-- Goal of the exercise --
Collect every line of the items below that contains the string "frame". Case counts.

-- Records to use --
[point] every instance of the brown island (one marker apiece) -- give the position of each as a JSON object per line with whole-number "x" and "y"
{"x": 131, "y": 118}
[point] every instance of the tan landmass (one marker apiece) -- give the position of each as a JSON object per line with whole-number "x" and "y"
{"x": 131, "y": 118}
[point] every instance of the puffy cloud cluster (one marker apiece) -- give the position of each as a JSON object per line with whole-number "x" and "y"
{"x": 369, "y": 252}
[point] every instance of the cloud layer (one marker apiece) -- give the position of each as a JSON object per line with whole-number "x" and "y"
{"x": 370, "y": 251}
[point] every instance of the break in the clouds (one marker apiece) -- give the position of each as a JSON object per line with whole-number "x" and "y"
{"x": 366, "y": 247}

* * *

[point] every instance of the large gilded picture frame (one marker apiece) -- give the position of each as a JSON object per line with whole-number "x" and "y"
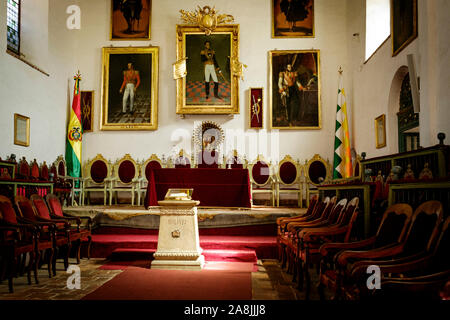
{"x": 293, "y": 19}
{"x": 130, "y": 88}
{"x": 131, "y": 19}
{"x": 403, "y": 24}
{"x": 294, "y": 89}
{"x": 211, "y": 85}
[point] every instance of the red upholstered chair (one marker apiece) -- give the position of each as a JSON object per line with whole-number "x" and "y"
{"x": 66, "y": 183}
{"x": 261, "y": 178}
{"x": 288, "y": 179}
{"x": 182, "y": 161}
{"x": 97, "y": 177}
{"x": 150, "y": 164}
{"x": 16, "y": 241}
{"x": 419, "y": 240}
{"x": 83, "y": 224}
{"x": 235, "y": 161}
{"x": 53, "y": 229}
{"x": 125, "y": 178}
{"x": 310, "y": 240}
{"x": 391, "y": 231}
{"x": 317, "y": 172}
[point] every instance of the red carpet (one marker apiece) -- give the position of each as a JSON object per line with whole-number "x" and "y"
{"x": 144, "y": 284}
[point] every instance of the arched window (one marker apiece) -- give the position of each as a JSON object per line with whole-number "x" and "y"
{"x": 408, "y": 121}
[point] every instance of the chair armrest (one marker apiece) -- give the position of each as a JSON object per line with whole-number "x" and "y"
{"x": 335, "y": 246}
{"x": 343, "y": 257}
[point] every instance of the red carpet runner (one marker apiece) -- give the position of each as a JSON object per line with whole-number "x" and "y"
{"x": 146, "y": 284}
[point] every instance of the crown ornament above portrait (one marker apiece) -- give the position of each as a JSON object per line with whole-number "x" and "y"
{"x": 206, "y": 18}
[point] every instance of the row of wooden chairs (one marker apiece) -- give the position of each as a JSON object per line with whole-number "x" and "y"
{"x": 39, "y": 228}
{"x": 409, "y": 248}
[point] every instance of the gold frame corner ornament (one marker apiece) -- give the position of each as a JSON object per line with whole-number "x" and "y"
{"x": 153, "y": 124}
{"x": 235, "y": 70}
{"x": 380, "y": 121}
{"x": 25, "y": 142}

-- Finished answer --
[point] every instance of the large gilded picture frame (one marker apiece) -- give the position of each as a JSON object per line with whole-number "x" and "y"
[point] every instance of the gold frame corner ornament (one marker apiece) -- give the position of each as a JSON object per line with whole-number "x" and "y"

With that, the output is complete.